-- Task description --
Could you filter the material and copy every line where the word "below" occurs?
+++ Source material
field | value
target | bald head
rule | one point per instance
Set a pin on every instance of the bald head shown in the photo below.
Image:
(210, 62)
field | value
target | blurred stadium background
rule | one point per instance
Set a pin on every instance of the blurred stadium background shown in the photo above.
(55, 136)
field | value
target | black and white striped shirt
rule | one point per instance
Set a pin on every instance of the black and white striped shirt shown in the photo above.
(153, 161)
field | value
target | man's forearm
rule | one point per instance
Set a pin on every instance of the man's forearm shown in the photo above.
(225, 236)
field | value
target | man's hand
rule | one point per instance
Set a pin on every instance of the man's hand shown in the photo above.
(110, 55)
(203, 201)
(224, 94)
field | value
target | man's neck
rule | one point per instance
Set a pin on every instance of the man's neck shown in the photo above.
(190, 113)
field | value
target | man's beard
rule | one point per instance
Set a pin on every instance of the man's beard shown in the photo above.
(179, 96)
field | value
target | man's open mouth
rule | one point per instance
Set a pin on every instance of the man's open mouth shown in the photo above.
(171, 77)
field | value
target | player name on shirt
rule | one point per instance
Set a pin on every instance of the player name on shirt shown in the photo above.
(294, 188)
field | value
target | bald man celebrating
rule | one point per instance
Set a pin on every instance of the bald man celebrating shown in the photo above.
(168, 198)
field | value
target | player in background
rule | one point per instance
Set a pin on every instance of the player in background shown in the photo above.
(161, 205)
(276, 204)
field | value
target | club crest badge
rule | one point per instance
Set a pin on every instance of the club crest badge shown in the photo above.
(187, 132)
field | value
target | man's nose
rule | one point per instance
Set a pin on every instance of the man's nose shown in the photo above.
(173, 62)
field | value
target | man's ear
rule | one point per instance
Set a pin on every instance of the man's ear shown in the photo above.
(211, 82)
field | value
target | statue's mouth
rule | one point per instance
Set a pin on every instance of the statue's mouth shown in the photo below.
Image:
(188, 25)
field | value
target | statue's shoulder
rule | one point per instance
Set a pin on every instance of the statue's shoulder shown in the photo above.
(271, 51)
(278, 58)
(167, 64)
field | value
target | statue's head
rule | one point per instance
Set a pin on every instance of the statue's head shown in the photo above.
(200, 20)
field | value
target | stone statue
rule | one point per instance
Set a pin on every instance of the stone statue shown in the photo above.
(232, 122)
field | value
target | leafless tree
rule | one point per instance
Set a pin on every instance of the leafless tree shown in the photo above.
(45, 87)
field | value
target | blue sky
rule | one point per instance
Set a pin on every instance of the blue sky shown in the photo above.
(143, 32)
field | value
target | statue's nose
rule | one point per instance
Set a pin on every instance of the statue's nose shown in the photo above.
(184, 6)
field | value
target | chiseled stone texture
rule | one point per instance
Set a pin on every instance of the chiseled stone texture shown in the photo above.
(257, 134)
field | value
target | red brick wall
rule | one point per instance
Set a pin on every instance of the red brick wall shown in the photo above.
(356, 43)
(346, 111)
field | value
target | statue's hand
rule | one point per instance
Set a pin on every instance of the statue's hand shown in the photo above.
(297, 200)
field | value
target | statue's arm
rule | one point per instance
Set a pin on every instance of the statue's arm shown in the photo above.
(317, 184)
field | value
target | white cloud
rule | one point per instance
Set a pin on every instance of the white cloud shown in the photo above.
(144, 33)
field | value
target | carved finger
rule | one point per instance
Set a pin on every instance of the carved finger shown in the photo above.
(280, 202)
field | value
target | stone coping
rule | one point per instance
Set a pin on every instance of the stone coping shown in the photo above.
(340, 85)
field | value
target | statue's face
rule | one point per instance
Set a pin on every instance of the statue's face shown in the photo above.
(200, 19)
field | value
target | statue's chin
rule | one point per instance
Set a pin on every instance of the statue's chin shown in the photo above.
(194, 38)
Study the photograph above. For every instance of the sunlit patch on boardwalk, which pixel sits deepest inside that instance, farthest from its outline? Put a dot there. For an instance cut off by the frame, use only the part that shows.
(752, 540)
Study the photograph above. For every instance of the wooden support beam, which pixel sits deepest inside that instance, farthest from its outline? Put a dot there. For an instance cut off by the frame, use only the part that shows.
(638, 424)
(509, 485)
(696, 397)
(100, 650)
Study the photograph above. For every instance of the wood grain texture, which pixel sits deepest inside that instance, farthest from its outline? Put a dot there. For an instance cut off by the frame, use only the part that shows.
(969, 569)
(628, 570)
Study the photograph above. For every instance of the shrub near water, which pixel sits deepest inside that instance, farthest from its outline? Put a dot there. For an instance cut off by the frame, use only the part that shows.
++++++
-- Completed task --
Set a pin on every instance of the bald head shown in the photo below.
Set a pin on every instance of the statue's mouth shown in the photo below.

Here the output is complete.